Problem 1. In the essay on visual perception below, list the hazards that humans are said to be programmed to detect instinctively.
Problem 2.
Answer these questions from the essay on visual perception below.
(a) How many patents are registered every year?
(b) How many degrees does the area where we see sharply cover?
(c) What additional channel draws our attention to the part we cannot see?
Problem 3. Transcribe the essay on visual perception below from "Our human data" up to and including "of visual perception.".

What I do not know I care to

Peter Drucker has pointed out that you can only control what you measure. Today we are overwhelmed by numbers, data, and facts. More than 3.7 million patents are registered every year – many in the field of digitalization and medicine. At the same time, not all information reaches us, either because they are not collected, published, or even withheld. The innumerable observations provide different facts, which means that it is up to us to decide what we believe. Since there is always justified doubt about the data, the apparent freedom of expression is of no use. Not only are our own opinions expressed in an aggravating manner, but other points of view are actively falsified and defamed. Too many use the media for the targeted manipulation of the masses. We must learn to deal with the unsettling flood of stimuli, to leave our own filter bubble and to take an interest in other stances. It is not skillful to close one’s eyes: What I do not know I should care to.

Our human data processing is genetically adapted to hunting and gathering. We are programmed to instinctively detect hazards, such as poisonous plants, dangerous animals, and places. We are not prepared for today’s dangers, the simple mechanisms of manipulation: e.g. said is considered done; repetition seem to confirm statements; emotions, especially fears, anchor for a longer time; incomplete alternatives limit reality to themselves. Since dealing with today’s virtual world is not something we were born with, we have to learn to deal with it for the foreseeable future. This article deals with the first hurdle on the way out of the victim role: the conditions of visual perception.

  • You can only see when you look
    The eyes are on the front part of our head. This means that the gaze falls in the direction, in which we move or turn our head. Most of the 214° of our field of vision, we see blurred. The area, where we see sharply, covers only 1.5°. Everything outside the field of view, we do not see. To make sure that we miss nothing, our eyes move unnoticed across the scenery, i.e. the reality or pictures. For the invisible part, we have an additional channel that attracts our attention, the ears, so that we can direct our gaze in the appropriate direction.
    Without looking, we see nothing.
  • You only see when you find
    Since the mass of data that reaches our eyes is blurred, it is imperative that something attracts so much attention that we focus on it. Interest is aroused by contrasts, deviations, but also uniformity (e.g. when we expect deviations). Contrasts are created when complementary colors, color saturation and different brightness levels appear side by side. This also applies to lines and shapes that break certain pattern. These deviations can appear statically or dynamically in the field of vision. In addition to these spontaneous triggers, we find something, because we consciously search for it, e.g. a certain house in the skyline. However, we do not only find it consciously, but also unconsciously. When we, for example, skim over a text, certain key words are not processed immediately, but only after we turned the page, we feel that we have seen something interesting and scroll back to consciously search for it. These unconsciously detected impressions remain available for a long time but are difficult to activate.

Data excerpt.
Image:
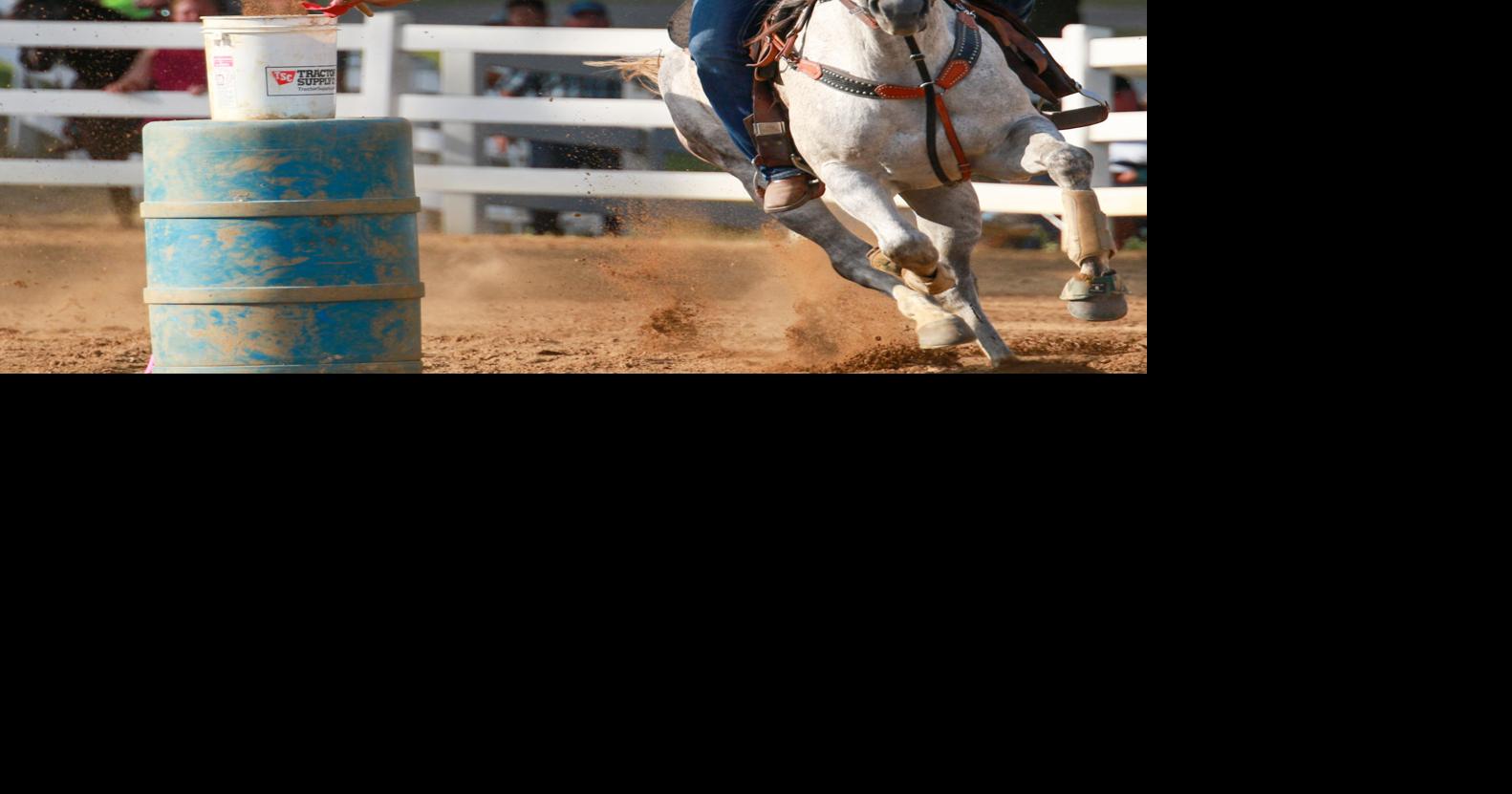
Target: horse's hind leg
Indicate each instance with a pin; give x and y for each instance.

Task result 1.
- Poisonous plants
- Dangerous animals
- Places

Task result 2.
(a) More than 3.7 million.
(b) 1.5°.
(c) The ears.

Task result 3.
Our human data processing is genetically adapted to hunting and gathering. We are programmed to instinctively detect hazards, such as poisonous plants, dangerous animals, and places. We are not prepared for today’s dangers, the simple mechanisms of manipulation: e.g. said is considered done; repetition seem to confirm statements; emotions, especially fears, anchor for a longer time; incomplete alternatives limit reality to themselves. Since dealing with today’s virtual world is not something we were born with, we have to learn to deal with it for the foreseeable future. This article deals with the first hurdle on the way out of the victim role: the conditions of visual perception.